Exercises to complete:
a: Using the excerpt on antimicrobial recommendations, decide whether each statement agrees with it and answer yes or no, quoting the words that settle it: (i) antimicrobial discontinuation was suggested in 40% of recommendations; (ii) the treating team accepted the recommendation in more than 80% of cases; (iii) most unaccepted recommendations had no reason cited for non-acceptance.
b: Answer these questions from the excerpt on antimicrobial recommendations:
(i) How many times was a formal ID consult referral recommended?
(ii) In how many cases was escalation of antimicrobial spectrum recommended?
(iii) In how many cases was the insistence of a more senior doctor given as a reason for non-acceptance?

Page extract:
▼▼▼

In 40% (440/1104) of recommendations, antimicrobial discontinuation was suggested; in an additional 11% (123/1104), antimicrobial de-escalation was recommended; and in 13% (145/1104), an intravenous to oral switch was recommended. Escalation of antimicrobial spectrum was recommended in 2% (25/1104) of cases and antimicrobial initiation in 3% (29/1104). A formal ID consult referral was recommended on 71 occasions (6%).

In 74% (819/1104) of cases, the recommendation was accepted by the treating team. For most of the unaccepted recommendations (233/285; 82%), no reason was cited for non-acceptance. Where reasons for non-acceptance were documented, they included the use of unapproved unit protocols (13) and the insistence of a more senior doctor in the treating team (14).

▲▲▲

(Stored items)
▼▼▼

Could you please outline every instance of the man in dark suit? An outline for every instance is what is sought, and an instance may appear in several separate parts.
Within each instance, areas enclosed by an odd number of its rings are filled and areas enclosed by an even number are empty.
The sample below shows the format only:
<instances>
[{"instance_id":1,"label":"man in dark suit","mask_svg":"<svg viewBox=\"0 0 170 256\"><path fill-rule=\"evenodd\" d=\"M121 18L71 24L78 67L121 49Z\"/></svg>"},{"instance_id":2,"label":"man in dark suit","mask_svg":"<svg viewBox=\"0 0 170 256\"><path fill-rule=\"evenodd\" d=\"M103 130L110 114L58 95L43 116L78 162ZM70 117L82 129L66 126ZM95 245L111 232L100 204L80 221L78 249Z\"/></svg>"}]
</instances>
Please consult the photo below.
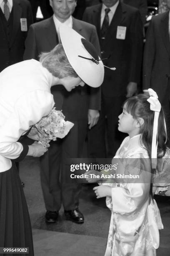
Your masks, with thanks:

▲▲▲
▼▼▼

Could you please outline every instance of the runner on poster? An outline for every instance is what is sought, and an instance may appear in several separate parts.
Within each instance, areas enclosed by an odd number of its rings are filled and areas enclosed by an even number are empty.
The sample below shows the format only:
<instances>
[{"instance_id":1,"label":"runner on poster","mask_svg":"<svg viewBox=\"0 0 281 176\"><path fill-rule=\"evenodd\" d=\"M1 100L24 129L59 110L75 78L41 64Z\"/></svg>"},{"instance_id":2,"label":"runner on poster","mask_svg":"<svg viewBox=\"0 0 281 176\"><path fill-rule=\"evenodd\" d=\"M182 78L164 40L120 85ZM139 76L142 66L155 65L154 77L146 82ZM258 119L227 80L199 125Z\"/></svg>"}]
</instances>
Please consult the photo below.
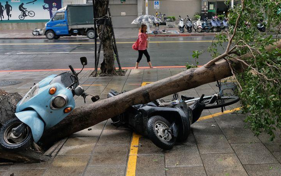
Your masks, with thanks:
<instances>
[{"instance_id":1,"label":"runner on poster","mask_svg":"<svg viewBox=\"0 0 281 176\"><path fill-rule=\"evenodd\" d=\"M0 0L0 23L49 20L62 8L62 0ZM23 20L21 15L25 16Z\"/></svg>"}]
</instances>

▲▲▲

List of answers:
a:
(i) Yes: "In 40% (440/1104) of recommendations, antimicrobial discontinuation was suggested"
(ii) No: "In 74% (819/1104) of cases, the recommendation was accepted by the treating team."
(iii) Yes: "For most of the unaccepted recommendations (233/285; 82%), no reason was cited for non-acceptance."

b:
(i) 71 times (6%)
(ii) 25 cases (2%)
(iii) 14 cases